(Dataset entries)
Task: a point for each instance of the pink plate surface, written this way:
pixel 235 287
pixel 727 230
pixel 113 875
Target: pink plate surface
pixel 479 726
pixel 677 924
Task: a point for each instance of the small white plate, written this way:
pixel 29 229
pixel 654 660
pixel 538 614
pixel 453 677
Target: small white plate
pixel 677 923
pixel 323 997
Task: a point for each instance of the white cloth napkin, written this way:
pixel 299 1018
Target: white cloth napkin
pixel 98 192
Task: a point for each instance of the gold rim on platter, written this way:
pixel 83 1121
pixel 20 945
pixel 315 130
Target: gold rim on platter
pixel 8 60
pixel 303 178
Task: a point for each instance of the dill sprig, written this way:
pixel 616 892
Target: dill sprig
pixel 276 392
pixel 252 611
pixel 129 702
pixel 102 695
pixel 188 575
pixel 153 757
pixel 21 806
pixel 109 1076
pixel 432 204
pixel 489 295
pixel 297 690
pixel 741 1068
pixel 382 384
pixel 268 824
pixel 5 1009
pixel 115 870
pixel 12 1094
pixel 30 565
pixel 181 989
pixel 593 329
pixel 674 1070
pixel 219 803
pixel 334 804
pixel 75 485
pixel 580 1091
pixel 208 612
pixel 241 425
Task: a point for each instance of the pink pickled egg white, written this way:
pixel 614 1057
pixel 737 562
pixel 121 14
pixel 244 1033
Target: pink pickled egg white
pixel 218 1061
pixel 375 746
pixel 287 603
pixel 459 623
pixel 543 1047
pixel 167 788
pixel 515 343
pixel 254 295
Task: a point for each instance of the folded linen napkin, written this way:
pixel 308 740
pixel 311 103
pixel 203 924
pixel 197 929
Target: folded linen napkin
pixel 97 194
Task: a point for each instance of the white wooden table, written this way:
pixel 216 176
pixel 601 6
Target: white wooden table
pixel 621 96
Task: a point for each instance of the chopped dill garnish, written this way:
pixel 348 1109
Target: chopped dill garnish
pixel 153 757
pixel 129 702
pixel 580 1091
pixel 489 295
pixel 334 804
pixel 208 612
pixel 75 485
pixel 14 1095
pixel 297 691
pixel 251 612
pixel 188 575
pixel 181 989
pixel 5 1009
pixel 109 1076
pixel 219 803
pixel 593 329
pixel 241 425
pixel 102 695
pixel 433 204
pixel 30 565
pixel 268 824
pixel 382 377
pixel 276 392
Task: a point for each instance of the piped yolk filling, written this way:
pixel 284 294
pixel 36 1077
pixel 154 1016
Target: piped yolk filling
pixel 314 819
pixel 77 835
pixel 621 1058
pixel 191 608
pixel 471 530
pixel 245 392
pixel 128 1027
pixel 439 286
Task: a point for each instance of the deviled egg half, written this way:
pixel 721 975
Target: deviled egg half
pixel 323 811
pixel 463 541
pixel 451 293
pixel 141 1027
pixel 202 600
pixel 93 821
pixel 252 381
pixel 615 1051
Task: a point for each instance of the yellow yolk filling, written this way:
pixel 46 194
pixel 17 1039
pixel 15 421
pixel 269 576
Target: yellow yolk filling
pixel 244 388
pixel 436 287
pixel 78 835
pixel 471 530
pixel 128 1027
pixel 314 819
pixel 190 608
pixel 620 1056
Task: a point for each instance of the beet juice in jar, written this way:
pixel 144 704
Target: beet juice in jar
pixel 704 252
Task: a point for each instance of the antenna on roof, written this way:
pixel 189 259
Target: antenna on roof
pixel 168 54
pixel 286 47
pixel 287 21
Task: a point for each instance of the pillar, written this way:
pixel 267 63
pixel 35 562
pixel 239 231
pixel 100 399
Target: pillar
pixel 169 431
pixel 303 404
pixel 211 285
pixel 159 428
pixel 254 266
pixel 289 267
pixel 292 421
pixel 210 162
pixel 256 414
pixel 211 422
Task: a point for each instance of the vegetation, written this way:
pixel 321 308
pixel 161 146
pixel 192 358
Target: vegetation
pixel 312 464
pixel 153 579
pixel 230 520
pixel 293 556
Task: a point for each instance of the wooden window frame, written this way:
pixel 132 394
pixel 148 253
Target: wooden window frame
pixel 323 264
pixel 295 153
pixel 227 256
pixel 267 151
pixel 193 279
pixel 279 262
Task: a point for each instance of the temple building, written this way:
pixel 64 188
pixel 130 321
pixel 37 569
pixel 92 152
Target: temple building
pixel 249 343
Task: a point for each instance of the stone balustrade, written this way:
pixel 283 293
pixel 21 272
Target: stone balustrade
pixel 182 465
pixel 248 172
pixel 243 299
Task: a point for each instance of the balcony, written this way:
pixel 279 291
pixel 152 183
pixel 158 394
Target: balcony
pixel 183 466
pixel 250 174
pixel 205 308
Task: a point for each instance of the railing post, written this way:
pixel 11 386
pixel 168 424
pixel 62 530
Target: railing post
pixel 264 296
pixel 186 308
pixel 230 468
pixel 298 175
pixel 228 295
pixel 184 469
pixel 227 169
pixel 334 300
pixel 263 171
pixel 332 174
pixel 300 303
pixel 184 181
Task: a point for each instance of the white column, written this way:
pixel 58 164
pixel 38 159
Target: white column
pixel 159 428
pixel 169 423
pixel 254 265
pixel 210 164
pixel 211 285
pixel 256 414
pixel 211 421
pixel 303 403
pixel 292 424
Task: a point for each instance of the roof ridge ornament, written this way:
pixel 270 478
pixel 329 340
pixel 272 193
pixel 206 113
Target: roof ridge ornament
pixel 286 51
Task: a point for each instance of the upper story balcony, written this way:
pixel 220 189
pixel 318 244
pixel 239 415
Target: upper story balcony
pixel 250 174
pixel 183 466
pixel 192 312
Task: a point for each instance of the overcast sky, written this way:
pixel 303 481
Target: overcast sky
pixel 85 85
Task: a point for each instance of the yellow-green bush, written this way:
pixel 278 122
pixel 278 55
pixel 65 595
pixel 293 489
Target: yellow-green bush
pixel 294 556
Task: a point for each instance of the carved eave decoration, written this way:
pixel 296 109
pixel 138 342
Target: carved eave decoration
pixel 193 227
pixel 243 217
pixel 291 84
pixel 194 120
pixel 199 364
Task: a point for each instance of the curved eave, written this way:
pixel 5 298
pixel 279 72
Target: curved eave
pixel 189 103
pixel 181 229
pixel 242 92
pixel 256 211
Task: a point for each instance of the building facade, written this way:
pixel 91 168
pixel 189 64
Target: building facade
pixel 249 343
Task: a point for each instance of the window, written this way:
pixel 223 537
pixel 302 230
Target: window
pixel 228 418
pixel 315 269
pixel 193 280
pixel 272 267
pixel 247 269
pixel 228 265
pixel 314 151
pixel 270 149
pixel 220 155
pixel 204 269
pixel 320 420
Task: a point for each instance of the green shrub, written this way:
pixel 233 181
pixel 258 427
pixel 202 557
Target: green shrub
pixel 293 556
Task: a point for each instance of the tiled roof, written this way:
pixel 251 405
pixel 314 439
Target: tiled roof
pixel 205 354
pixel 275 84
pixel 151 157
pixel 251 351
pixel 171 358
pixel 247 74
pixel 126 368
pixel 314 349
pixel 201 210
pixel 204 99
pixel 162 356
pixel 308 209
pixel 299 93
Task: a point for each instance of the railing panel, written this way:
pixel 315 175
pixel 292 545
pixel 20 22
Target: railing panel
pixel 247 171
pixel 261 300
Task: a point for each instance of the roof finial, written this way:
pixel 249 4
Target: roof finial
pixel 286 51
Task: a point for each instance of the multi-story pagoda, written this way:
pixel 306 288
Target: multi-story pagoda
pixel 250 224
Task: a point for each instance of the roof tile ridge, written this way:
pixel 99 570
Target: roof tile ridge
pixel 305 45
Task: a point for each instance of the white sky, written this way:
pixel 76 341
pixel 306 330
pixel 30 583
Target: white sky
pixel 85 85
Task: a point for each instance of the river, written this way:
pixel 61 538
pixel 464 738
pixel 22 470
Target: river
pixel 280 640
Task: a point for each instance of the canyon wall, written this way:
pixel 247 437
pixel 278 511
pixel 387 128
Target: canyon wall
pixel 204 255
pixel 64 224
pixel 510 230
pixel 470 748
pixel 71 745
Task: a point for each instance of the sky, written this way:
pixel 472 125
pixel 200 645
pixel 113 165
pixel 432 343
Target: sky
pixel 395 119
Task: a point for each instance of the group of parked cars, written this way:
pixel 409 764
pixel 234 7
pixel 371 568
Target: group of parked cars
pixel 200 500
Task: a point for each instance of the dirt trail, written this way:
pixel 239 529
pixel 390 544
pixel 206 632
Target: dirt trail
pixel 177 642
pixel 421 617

WHAT THE TASK REQUIRES →
Exactly repeat the lines from the line that contains "Target: group of parked cars" to the end of the entries, both included, and leave out all other lines.

TASK RESPONSE →
Target: group of parked cars
pixel 200 500
Task: a point for each instance of the dirt trail, written this way:
pixel 239 529
pixel 390 544
pixel 206 632
Target: dirt trail
pixel 177 642
pixel 421 617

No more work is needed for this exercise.